▸ **Extract to read**

-- -- --

The Trump administration’s proposed sweeping export controls on AI are just one indication of this framing’s real-world, problematic effects. Broad restrictions that adopt a winner-takes-all view of AI competition may in fact hurt tech development in the United States, for universities and businesses alike, by cutting off vital sources of funding, knowledge, and other resources. MIT’s R. David Edelman notes that trying to distinguish in export control policies between what is military versus civilian use of AI “may be impossible,” and thus, OpenAI’s Jack Clark says, “the chance of making an error is quite large.”
In short, a growing emphasis on a winner-takes-all “arms race” threatens to push the two countries’ tech sectors apart, potentially damaging AI development in ways we can’t foresee. This needs to be addressed. For one, we as a collective national security establishment (as well as those beyond it) need to stop calling U.S.-China AI competition an AI “arms race.”
But more substantively, there are a few steps policymakers should take. Rather than diminishing the “openness that is so integral to American innovation,” federal policymakers should instead focus on the ways in which China is actually aided in a winner-takes-all fashion by American ideas and resources.
In particular, the United States federal government needs to take stronger action to reduce Chinese thefts of American intellectual property. Despite a 2015 Obama-Xi agreement to curb this practice—a pact that at least initially seemed to reduce the volume of attacks—Chinese thefts of American IP have ramped back up. Indeed, a March 2018 report from the Office of the U.S. Trade Representative reached found that “Beijing’s cyber espionage against U.S. companies persists and continues to evolve.” In a fashion that certainly implicates artificial intelligence (techniques, training data, etc.), “Chinese state-sponsored cyber operators continue to support Beijing’s strategic development goals, including its S&T advancement, military modernization, and economic development.”
Strengthening incentives for the FBI to investigate cybercrime cases, increasing interagency cooperation, and bolstering diplomatic cyber capacity could help the U.S. to name-and-shame Chinese hackers stealing American intellectual property. And like Adam Segal and Lorand Laskai have suggested, the U.S. could “move beyond indictments” to establish targeted sanctions on Chinese entities caught in this practice.
The White House also needs to design a cohesive, national AI strategy that not only outlines the government’s long-term vision for artificial intelligence—which should also include strong democratic norms around AI’s use—but identifies the AI applications most valuable to economic growth and military enhancement. Again, rather than taking a simplistic, winner-takes-all view of U.S.-China AI competition in which any and all collaboration is to be stopped, the better path is to maximize AI’s potential for the United States and humanity in general—while developing nuanced policies to target sources of disproportionate Chinese advantage.
Justin Sherman is a cybersecurity policy fellow at New America, a fellow at the Duke Center on Law & Technology, and a student at Duke University.

-- -- --

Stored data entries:
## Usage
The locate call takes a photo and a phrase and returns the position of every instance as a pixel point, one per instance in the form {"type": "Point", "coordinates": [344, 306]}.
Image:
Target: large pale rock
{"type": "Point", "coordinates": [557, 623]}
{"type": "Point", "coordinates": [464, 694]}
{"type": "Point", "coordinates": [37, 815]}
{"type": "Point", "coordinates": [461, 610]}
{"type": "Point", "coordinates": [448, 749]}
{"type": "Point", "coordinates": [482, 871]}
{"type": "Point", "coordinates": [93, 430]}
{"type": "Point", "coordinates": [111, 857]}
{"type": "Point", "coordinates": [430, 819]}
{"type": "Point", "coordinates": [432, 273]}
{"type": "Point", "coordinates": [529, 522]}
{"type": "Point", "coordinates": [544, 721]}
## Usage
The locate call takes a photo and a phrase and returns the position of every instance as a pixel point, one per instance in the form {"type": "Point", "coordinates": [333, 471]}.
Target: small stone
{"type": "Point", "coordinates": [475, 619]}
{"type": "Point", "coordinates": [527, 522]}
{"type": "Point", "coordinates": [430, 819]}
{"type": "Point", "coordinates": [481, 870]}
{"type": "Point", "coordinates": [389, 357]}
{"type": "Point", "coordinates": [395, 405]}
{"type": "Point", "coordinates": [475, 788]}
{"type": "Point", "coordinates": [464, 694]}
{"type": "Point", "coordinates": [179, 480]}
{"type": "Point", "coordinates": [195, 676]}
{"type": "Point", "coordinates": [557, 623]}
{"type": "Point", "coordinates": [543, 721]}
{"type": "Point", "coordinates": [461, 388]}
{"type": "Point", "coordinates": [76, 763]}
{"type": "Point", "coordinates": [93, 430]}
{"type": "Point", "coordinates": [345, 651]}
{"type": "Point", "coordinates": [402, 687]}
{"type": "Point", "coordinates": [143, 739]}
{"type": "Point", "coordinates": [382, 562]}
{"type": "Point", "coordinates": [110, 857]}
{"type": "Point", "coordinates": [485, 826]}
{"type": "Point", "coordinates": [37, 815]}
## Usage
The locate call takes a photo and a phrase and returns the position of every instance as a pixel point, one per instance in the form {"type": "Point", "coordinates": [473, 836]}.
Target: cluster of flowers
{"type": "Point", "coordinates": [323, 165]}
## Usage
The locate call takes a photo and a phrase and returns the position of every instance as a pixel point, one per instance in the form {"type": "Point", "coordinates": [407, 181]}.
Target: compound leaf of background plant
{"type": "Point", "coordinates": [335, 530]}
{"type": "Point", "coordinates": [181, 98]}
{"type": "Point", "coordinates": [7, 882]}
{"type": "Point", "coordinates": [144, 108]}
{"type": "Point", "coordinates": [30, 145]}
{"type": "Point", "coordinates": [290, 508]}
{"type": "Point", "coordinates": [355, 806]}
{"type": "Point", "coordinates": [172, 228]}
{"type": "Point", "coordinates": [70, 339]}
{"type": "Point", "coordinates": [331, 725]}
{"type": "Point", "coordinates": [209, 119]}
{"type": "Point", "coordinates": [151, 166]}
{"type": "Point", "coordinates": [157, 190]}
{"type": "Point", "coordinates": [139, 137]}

-- -- --

▸ **Complete the following**
a) Please copy from the piece on U.S.-China AI competition the passage starting with "Strengthening incentives for" and going on through "in this practice.".
b) In the piece on U.S.-China AI competition, what year was the Obama-Xi agreement to curb Chinese thefts of American intellectual property?

▸ **Per-task outputs**
a)
Strengthening incentives for the FBI to investigate cybercrime cases, increasing interagency cooperation, and bolstering diplomatic cyber capacity could help the U.S. to name-and-shame Chinese hackers stealing American intellectual property. And like Adam Segal and Lorand Laskai have suggested, the U.S. could “move beyond indictments” to establish targeted sanctions on Chinese entities caught in this practice.

b) 2015